» **Work instruction**
Copy every line of the records that includes the word "region".

» **Data for processing**
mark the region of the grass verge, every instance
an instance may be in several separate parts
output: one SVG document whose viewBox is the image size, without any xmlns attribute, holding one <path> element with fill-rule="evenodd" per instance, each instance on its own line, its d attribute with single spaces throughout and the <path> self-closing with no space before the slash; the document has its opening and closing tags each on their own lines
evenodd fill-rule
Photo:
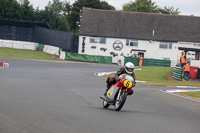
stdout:
<svg viewBox="0 0 200 133">
<path fill-rule="evenodd" d="M 40 60 L 59 60 L 55 55 L 41 51 L 0 48 L 1 58 L 20 58 L 20 59 L 40 59 Z"/>
<path fill-rule="evenodd" d="M 200 82 L 178 81 L 173 79 L 173 68 L 171 67 L 137 67 L 142 70 L 135 71 L 136 80 L 146 81 L 147 83 L 137 83 L 142 86 L 200 86 Z M 113 76 L 110 74 L 108 76 Z M 108 77 L 106 76 L 106 77 Z"/>
<path fill-rule="evenodd" d="M 200 92 L 178 92 L 176 94 L 185 96 L 185 97 L 190 97 L 196 100 L 200 100 Z"/>
</svg>

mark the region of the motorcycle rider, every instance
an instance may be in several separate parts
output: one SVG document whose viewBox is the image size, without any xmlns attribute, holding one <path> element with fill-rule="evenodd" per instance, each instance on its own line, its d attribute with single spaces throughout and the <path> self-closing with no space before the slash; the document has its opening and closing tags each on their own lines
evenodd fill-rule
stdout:
<svg viewBox="0 0 200 133">
<path fill-rule="evenodd" d="M 134 64 L 131 63 L 131 62 L 127 62 L 125 64 L 125 67 L 122 67 L 120 68 L 117 73 L 115 74 L 114 77 L 108 77 L 107 80 L 106 80 L 106 83 L 107 83 L 107 88 L 106 88 L 106 91 L 104 93 L 104 96 L 106 96 L 107 94 L 107 91 L 109 90 L 109 88 L 112 86 L 112 84 L 115 84 L 117 82 L 119 82 L 121 79 L 119 78 L 119 76 L 121 74 L 129 74 L 133 77 L 134 79 L 134 86 L 136 85 L 136 82 L 135 82 L 135 73 L 133 72 L 134 71 Z M 132 95 L 133 94 L 133 90 L 130 89 L 129 91 L 129 94 L 128 95 Z"/>
</svg>

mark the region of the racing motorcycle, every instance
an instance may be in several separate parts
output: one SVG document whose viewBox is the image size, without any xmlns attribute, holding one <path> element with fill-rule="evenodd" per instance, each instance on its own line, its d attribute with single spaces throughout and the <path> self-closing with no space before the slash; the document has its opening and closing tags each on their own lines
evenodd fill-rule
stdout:
<svg viewBox="0 0 200 133">
<path fill-rule="evenodd" d="M 100 96 L 103 99 L 104 108 L 113 105 L 116 111 L 121 110 L 126 102 L 127 95 L 134 87 L 134 78 L 131 75 L 122 74 L 119 78 L 121 80 L 108 89 L 106 96 Z"/>
</svg>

» **Answer for the task**
mark the region of the grass verge, every instance
mark the region of the motorcycle rider, every instance
mark the region of the racing motorcycle, every instance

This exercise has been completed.